[Exercise tasks]
A – Return the passage of the probate article that begins at the words "A Will Negates" and stops after "within the Will.".
B – According to the probate article, who are the first to receive a person's property in Florida when that person dies without a Will?

━━━━━ Source text ━━━━━

Common Misconceptions About Probate In Florida


It is a sad but true fact that most people have experienced the death of someone they care about or they know somebody who has been through the process of grieving a loved one and managing the deceased loved one’s legal affairs.  Due to this, there are many misconceptions about the probate in Florida that are simply untrue. Whether you are responsible for managing the estate of someone who has passed away, or you are creating your own estate plan, understanding the facts can help ensure the process moves forward smoothly. Below, our St. Petersburg probate and trust administration lawyer outlines some of the common misconceptions and the truth behind them.

All Property Goes Through Probate After You Pass Away 

Contrary to popular belief, not all of your property has to go through the probate process after you pass away. Any property held in trust can be distributed to your beneficiaries without approval of the court system and any assets you co-own with someone else are also not subject to the probate process. Lastly, if you have assets such as a life insurance policy that enable you to designate a beneficiary, the beneficiary can receive the  proceeds without having to go through probate.

A Will Negates the Need for Probate 

Many people draft a Will thinking that it will protect their property from the probate process. Unfortunately, this is not true. After you pass away, your Last Will and Testament  must be filed with the probate court. A probate judge will then review the Will and admit the Will to the court, which means the court will determine that the will is valid. The court will then appoint your Personal Representative nominated in your Will to be in charge of your estate so that your Personal Representative can distribute your property according to your wishes within the Will.

Without a Will, My Property Goes to the State 

This misconception likely came from the fact that those who die without a Will are known to have died ‘intestate’ in Florida. This does not mean that your property goes to the state. It simply means that if you pass away without a will, the laws of the state will dictate how your property is distributed. In Florida, this means that your surviving spouse and children will be the first to receive your property and then your closest living relatives if you are unmarried and do not have children.

━━━━━ Record list ━━━━━

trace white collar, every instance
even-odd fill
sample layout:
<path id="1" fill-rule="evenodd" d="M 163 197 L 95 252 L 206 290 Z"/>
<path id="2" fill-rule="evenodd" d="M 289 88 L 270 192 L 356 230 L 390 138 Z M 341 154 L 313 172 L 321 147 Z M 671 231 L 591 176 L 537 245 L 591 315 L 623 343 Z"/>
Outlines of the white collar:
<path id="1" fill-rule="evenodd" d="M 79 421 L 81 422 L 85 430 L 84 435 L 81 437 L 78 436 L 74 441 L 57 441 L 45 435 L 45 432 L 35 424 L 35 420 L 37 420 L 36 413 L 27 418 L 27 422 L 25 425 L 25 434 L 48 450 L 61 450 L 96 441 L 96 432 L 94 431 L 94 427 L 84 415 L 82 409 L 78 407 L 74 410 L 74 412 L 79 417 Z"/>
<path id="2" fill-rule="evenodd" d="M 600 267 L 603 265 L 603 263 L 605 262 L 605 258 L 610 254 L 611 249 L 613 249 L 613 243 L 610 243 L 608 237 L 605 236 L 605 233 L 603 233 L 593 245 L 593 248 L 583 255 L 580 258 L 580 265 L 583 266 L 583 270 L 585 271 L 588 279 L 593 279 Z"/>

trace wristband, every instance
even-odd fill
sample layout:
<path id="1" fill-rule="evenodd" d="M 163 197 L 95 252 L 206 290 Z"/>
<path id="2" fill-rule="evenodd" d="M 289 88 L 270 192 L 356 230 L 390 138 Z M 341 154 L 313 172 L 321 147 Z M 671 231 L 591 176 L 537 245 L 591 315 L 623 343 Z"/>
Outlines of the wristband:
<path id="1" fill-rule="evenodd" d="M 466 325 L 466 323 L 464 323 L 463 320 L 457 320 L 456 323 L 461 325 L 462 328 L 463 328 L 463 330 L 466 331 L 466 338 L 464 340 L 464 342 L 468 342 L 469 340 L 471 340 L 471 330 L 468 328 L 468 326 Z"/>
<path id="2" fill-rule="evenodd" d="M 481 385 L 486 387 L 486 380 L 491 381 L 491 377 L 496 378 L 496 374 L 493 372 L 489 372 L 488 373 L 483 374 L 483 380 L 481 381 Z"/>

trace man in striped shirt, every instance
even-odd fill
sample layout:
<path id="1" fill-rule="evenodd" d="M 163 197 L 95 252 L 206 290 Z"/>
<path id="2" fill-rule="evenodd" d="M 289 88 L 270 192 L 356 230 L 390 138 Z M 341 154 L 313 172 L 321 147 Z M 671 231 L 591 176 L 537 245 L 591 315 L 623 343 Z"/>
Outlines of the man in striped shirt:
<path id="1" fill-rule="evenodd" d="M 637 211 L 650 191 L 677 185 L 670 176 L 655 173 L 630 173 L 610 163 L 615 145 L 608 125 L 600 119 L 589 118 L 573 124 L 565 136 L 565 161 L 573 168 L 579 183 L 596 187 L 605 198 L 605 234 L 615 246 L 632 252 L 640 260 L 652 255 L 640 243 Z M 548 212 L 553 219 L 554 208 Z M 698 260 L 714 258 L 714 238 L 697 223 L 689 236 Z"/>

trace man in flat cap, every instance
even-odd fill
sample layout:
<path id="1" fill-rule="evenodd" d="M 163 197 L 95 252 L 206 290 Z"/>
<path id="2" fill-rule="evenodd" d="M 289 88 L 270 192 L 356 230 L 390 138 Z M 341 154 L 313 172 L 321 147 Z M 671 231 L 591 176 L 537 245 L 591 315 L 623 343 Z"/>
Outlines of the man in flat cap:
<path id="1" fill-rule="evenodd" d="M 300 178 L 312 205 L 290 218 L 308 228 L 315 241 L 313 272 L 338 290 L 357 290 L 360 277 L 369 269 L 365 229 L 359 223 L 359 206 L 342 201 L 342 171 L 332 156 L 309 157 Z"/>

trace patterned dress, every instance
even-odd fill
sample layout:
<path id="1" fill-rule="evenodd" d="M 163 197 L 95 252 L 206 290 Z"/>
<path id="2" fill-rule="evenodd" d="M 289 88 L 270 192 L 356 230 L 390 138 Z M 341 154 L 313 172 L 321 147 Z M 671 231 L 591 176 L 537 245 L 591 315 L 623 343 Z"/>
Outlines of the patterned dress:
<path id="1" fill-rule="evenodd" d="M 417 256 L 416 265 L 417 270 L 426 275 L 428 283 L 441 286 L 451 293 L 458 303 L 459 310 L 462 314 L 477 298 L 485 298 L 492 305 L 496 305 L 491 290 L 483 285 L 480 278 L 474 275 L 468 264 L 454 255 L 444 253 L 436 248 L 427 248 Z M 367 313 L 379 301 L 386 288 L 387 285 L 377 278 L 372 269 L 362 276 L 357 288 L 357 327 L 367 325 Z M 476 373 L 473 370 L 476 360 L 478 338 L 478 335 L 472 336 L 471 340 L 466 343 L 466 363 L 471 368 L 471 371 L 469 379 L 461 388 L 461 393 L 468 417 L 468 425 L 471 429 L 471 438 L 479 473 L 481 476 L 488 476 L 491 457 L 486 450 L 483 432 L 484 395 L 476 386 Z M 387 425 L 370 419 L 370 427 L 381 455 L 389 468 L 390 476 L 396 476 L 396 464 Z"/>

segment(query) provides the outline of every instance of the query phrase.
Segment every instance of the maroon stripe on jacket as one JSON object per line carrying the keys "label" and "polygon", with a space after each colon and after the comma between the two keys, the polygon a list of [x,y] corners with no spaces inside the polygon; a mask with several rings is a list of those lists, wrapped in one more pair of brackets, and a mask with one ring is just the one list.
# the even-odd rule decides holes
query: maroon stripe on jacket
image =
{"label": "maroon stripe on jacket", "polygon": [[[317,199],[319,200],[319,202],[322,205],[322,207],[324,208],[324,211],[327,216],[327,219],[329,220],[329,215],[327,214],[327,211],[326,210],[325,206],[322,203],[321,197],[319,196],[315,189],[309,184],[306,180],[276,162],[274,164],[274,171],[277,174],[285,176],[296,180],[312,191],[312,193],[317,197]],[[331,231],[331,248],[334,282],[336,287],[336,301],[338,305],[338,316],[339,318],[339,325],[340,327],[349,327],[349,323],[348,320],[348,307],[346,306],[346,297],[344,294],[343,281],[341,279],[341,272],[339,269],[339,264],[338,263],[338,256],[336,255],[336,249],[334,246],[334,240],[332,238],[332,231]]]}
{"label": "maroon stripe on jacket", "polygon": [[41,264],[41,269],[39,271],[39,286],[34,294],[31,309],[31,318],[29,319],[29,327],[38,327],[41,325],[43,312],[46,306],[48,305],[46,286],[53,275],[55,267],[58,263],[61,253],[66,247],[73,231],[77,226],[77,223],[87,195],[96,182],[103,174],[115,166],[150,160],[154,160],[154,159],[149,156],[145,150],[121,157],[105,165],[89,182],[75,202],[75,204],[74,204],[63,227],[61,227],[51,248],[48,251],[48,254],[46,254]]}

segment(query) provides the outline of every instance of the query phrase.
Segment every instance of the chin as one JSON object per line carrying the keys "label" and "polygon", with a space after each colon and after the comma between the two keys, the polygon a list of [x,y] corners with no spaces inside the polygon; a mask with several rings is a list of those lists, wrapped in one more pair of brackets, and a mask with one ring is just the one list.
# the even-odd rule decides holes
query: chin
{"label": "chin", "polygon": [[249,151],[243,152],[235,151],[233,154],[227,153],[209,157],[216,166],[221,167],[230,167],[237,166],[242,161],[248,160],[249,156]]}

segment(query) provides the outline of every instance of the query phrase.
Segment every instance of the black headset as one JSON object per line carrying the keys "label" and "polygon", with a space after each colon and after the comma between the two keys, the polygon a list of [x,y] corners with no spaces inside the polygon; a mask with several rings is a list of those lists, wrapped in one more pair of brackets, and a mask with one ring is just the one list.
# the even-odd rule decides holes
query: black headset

━━━━━

[Task results]
A –
A Will Negates the Need for Probate 

Many people draft a Will thinking that it will protect their property from the probate process. Unfortunately, this is not true. After you pass away, your Last Will and Testament  must be filed with the probate court. A probate judge will then review the Will and admit the Will to the court, which means the court will determine that the will is valid. The court will then appoint your Personal Representative nominated in your Will to be in charge of your estate so that your Personal Representative can distribute your property according to your wishes within the Will.

B – The surviving spouse and children.